◆ TASK OBJECTIVE: Only the lines that contain the string "broken" belong in the answer; pull them from the records.
________________________________________
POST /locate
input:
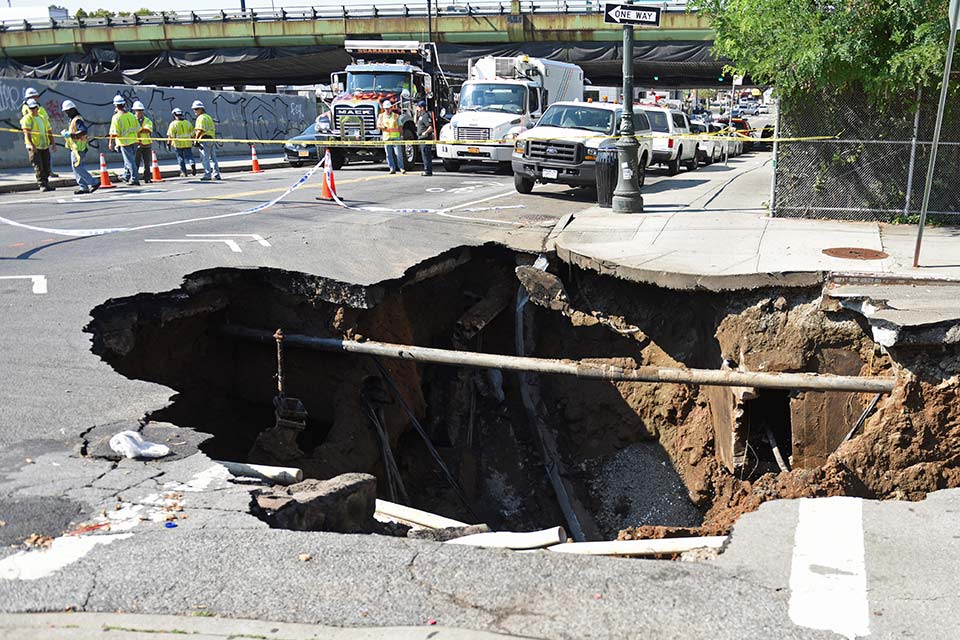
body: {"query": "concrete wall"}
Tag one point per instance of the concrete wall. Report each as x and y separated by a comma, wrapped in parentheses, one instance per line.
(257, 116)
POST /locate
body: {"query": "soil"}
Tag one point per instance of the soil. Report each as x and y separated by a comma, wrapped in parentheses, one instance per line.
(641, 457)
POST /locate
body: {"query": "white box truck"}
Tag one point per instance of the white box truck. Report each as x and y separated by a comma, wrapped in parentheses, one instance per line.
(502, 97)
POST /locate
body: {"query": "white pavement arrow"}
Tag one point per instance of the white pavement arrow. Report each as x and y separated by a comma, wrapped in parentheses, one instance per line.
(257, 237)
(39, 282)
(230, 243)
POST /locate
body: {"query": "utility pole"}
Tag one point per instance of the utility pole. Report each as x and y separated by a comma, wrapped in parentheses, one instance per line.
(954, 24)
(627, 197)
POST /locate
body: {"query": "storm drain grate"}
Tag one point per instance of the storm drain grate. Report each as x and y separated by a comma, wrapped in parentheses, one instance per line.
(855, 253)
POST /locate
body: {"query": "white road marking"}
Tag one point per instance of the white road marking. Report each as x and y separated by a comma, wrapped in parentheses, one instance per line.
(230, 243)
(39, 282)
(474, 203)
(828, 578)
(255, 236)
(42, 563)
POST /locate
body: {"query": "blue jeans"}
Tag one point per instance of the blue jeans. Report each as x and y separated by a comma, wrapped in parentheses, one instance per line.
(129, 154)
(426, 154)
(185, 156)
(208, 154)
(84, 180)
(394, 157)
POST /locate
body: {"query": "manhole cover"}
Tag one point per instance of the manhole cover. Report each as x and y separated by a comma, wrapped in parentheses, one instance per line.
(855, 253)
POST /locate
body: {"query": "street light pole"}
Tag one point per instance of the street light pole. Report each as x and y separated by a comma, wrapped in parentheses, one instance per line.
(627, 197)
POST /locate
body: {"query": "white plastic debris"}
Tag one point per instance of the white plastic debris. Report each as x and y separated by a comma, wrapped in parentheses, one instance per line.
(132, 445)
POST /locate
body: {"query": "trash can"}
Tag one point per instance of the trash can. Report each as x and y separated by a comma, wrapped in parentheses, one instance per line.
(606, 171)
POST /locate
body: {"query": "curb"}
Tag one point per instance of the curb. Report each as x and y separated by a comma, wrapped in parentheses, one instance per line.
(269, 163)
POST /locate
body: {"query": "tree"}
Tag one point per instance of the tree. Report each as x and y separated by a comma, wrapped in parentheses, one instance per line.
(886, 47)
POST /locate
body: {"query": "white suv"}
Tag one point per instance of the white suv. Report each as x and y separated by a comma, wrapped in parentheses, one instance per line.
(669, 150)
(562, 147)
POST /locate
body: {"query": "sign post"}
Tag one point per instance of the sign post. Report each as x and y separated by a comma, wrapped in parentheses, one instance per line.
(945, 85)
(627, 197)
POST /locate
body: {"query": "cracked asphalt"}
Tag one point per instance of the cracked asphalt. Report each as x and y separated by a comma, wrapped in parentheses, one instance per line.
(59, 404)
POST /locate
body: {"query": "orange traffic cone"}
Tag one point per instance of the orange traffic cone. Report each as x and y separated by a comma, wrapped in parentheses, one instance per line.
(155, 169)
(104, 176)
(328, 164)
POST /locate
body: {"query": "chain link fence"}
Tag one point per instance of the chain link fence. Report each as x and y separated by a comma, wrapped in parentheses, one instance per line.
(875, 170)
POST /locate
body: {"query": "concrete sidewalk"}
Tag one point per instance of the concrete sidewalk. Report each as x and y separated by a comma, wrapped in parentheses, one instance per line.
(116, 626)
(721, 238)
(15, 180)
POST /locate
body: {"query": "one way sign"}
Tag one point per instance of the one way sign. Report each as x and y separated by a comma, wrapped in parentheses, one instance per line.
(632, 14)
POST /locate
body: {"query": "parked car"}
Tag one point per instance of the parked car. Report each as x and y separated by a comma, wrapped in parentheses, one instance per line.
(724, 146)
(669, 149)
(709, 148)
(298, 150)
(562, 147)
(743, 129)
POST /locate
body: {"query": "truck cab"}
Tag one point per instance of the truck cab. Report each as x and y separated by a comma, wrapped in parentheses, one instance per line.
(562, 148)
(502, 97)
(399, 71)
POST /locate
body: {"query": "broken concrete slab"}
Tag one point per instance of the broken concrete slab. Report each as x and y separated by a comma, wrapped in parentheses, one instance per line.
________________________________________
◆ WORKED SOLUTION:
body: {"query": "broken concrete slab"}
Tag one point per instance of the broken concrete slab. Report each as x and y separated by a comma, wrapped in parentheses, one instance per line.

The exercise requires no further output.